# START OF Records for this exercise

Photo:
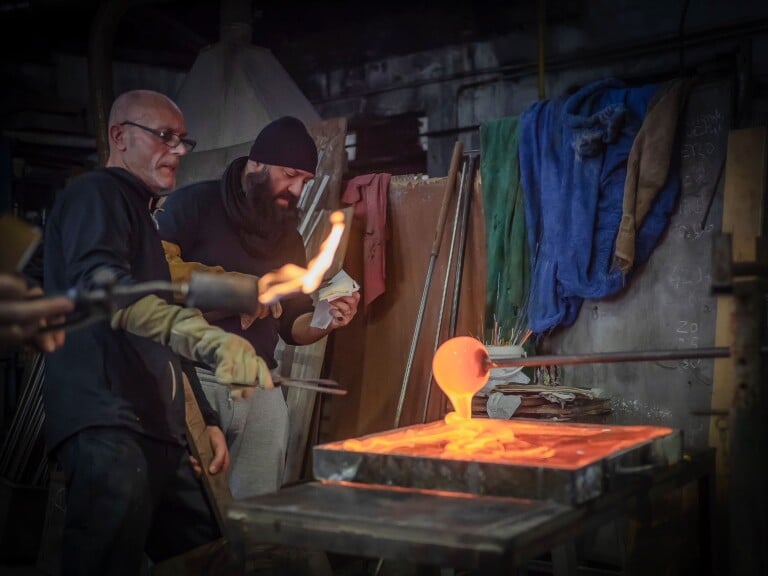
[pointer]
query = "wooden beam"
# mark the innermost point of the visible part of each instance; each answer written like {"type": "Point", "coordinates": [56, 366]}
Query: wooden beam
{"type": "Point", "coordinates": [743, 207]}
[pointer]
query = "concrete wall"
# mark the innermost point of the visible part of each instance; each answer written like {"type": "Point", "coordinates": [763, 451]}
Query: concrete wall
{"type": "Point", "coordinates": [464, 85]}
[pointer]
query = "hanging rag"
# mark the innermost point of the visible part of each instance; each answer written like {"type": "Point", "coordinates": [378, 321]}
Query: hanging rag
{"type": "Point", "coordinates": [648, 167]}
{"type": "Point", "coordinates": [573, 164]}
{"type": "Point", "coordinates": [368, 194]}
{"type": "Point", "coordinates": [508, 268]}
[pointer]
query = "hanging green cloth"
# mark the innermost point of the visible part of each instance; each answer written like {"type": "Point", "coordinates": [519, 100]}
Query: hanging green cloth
{"type": "Point", "coordinates": [508, 260]}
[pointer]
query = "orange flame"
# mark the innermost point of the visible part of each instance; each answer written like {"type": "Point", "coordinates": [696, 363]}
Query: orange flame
{"type": "Point", "coordinates": [291, 279]}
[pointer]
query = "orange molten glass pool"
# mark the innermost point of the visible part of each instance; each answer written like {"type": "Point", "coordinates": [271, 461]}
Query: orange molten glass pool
{"type": "Point", "coordinates": [548, 444]}
{"type": "Point", "coordinates": [461, 369]}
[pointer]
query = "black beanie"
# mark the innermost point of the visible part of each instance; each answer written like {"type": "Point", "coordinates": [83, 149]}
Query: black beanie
{"type": "Point", "coordinates": [285, 142]}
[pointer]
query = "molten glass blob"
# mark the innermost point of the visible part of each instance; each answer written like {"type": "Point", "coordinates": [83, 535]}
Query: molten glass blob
{"type": "Point", "coordinates": [460, 370]}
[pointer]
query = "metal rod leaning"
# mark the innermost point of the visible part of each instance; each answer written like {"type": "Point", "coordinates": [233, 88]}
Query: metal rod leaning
{"type": "Point", "coordinates": [456, 220]}
{"type": "Point", "coordinates": [607, 357]}
{"type": "Point", "coordinates": [458, 150]}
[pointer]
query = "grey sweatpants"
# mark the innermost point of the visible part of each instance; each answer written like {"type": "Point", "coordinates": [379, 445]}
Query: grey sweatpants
{"type": "Point", "coordinates": [256, 429]}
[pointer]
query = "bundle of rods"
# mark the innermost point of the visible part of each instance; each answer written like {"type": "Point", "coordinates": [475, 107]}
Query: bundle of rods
{"type": "Point", "coordinates": [23, 457]}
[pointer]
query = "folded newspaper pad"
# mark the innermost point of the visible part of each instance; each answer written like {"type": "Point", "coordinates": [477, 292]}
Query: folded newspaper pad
{"type": "Point", "coordinates": [340, 285]}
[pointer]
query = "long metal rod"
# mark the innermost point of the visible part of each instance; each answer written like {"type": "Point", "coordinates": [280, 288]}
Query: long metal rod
{"type": "Point", "coordinates": [444, 297]}
{"type": "Point", "coordinates": [608, 357]}
{"type": "Point", "coordinates": [458, 150]}
{"type": "Point", "coordinates": [458, 276]}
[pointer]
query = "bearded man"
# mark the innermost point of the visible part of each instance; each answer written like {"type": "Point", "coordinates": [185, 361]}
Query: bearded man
{"type": "Point", "coordinates": [246, 223]}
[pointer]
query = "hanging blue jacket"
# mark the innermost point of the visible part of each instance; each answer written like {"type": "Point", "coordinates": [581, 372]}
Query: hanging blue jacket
{"type": "Point", "coordinates": [573, 159]}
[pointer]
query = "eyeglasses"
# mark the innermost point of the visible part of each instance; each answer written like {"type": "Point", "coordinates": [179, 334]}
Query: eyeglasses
{"type": "Point", "coordinates": [171, 139]}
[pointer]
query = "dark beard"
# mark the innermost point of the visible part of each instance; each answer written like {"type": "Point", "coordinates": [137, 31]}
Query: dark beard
{"type": "Point", "coordinates": [260, 223]}
{"type": "Point", "coordinates": [269, 218]}
{"type": "Point", "coordinates": [267, 222]}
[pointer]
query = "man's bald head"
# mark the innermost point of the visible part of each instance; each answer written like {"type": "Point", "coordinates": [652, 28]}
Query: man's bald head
{"type": "Point", "coordinates": [134, 105]}
{"type": "Point", "coordinates": [139, 122]}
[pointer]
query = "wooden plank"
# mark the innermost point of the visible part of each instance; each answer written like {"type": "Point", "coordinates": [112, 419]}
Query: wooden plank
{"type": "Point", "coordinates": [307, 361]}
{"type": "Point", "coordinates": [744, 201]}
{"type": "Point", "coordinates": [216, 485]}
{"type": "Point", "coordinates": [369, 355]}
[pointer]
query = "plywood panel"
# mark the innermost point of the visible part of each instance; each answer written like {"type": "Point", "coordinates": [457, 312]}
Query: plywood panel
{"type": "Point", "coordinates": [743, 204]}
{"type": "Point", "coordinates": [370, 355]}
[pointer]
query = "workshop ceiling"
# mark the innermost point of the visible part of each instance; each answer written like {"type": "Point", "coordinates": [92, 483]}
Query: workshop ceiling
{"type": "Point", "coordinates": [305, 36]}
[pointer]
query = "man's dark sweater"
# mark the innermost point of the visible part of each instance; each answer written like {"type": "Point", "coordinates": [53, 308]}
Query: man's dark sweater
{"type": "Point", "coordinates": [103, 377]}
{"type": "Point", "coordinates": [194, 218]}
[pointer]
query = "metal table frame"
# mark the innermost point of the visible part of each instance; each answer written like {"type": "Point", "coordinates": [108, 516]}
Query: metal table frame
{"type": "Point", "coordinates": [402, 524]}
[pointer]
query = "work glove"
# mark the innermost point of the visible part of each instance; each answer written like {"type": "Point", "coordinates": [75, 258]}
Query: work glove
{"type": "Point", "coordinates": [188, 334]}
{"type": "Point", "coordinates": [181, 271]}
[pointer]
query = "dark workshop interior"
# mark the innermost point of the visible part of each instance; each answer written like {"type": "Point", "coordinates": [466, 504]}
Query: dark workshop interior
{"type": "Point", "coordinates": [554, 220]}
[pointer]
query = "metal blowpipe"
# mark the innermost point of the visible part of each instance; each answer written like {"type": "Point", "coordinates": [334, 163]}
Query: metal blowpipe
{"type": "Point", "coordinates": [606, 357]}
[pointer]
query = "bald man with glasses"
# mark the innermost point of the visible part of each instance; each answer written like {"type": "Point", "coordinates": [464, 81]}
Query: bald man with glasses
{"type": "Point", "coordinates": [113, 393]}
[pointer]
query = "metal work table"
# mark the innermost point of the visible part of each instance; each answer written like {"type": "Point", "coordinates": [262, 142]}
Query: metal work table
{"type": "Point", "coordinates": [495, 535]}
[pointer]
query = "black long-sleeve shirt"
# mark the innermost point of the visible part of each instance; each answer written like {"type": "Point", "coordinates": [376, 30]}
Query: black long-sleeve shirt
{"type": "Point", "coordinates": [193, 217]}
{"type": "Point", "coordinates": [103, 377]}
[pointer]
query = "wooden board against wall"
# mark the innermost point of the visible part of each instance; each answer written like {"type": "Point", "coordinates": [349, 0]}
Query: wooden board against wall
{"type": "Point", "coordinates": [743, 208]}
{"type": "Point", "coordinates": [369, 356]}
{"type": "Point", "coordinates": [307, 361]}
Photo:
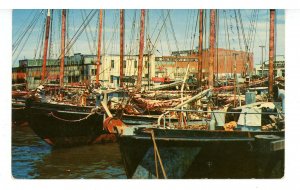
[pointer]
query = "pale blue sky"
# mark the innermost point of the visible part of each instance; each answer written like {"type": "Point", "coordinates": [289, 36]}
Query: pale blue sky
{"type": "Point", "coordinates": [183, 22]}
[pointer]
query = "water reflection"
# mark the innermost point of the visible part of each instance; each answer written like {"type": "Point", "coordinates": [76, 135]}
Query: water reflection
{"type": "Point", "coordinates": [33, 158]}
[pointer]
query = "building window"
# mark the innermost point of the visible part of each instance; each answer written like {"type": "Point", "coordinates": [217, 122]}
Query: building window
{"type": "Point", "coordinates": [124, 64]}
{"type": "Point", "coordinates": [135, 63]}
{"type": "Point", "coordinates": [112, 64]}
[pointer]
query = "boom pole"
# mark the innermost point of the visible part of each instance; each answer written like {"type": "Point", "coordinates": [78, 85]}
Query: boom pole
{"type": "Point", "coordinates": [211, 49]}
{"type": "Point", "coordinates": [141, 51]}
{"type": "Point", "coordinates": [271, 52]}
{"type": "Point", "coordinates": [121, 45]}
{"type": "Point", "coordinates": [200, 47]}
{"type": "Point", "coordinates": [46, 46]}
{"type": "Point", "coordinates": [62, 58]}
{"type": "Point", "coordinates": [99, 46]}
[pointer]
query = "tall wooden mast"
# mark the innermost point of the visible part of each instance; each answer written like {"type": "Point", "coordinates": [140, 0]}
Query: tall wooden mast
{"type": "Point", "coordinates": [121, 45]}
{"type": "Point", "coordinates": [211, 49]}
{"type": "Point", "coordinates": [200, 47]}
{"type": "Point", "coordinates": [271, 51]}
{"type": "Point", "coordinates": [99, 46]}
{"type": "Point", "coordinates": [62, 58]}
{"type": "Point", "coordinates": [141, 51]}
{"type": "Point", "coordinates": [46, 46]}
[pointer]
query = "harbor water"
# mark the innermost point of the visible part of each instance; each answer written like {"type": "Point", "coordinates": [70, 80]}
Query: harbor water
{"type": "Point", "coordinates": [32, 158]}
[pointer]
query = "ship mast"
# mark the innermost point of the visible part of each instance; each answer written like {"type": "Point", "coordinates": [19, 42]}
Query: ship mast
{"type": "Point", "coordinates": [271, 52]}
{"type": "Point", "coordinates": [141, 50]}
{"type": "Point", "coordinates": [200, 47]}
{"type": "Point", "coordinates": [99, 47]}
{"type": "Point", "coordinates": [62, 58]}
{"type": "Point", "coordinates": [211, 49]}
{"type": "Point", "coordinates": [46, 46]}
{"type": "Point", "coordinates": [121, 45]}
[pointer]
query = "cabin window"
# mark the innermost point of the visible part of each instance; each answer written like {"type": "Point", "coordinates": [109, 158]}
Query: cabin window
{"type": "Point", "coordinates": [111, 78]}
{"type": "Point", "coordinates": [112, 64]}
{"type": "Point", "coordinates": [124, 64]}
{"type": "Point", "coordinates": [135, 63]}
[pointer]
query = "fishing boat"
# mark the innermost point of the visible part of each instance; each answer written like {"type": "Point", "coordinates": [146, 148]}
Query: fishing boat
{"type": "Point", "coordinates": [53, 113]}
{"type": "Point", "coordinates": [19, 95]}
{"type": "Point", "coordinates": [242, 142]}
{"type": "Point", "coordinates": [63, 125]}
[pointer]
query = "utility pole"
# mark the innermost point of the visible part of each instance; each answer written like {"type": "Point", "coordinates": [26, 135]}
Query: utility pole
{"type": "Point", "coordinates": [262, 60]}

# END OF Records for this exercise

## Written instruction
From the listing above, extract every line that contains the word "wooden".

## In response
query = "wooden beam"
Query: wooden beam
query = "wooden plank"
Query: wooden plank
query = "wooden board against wall"
Query: wooden board against wall
query = "tall wooden mast"
Query: tall wooden mast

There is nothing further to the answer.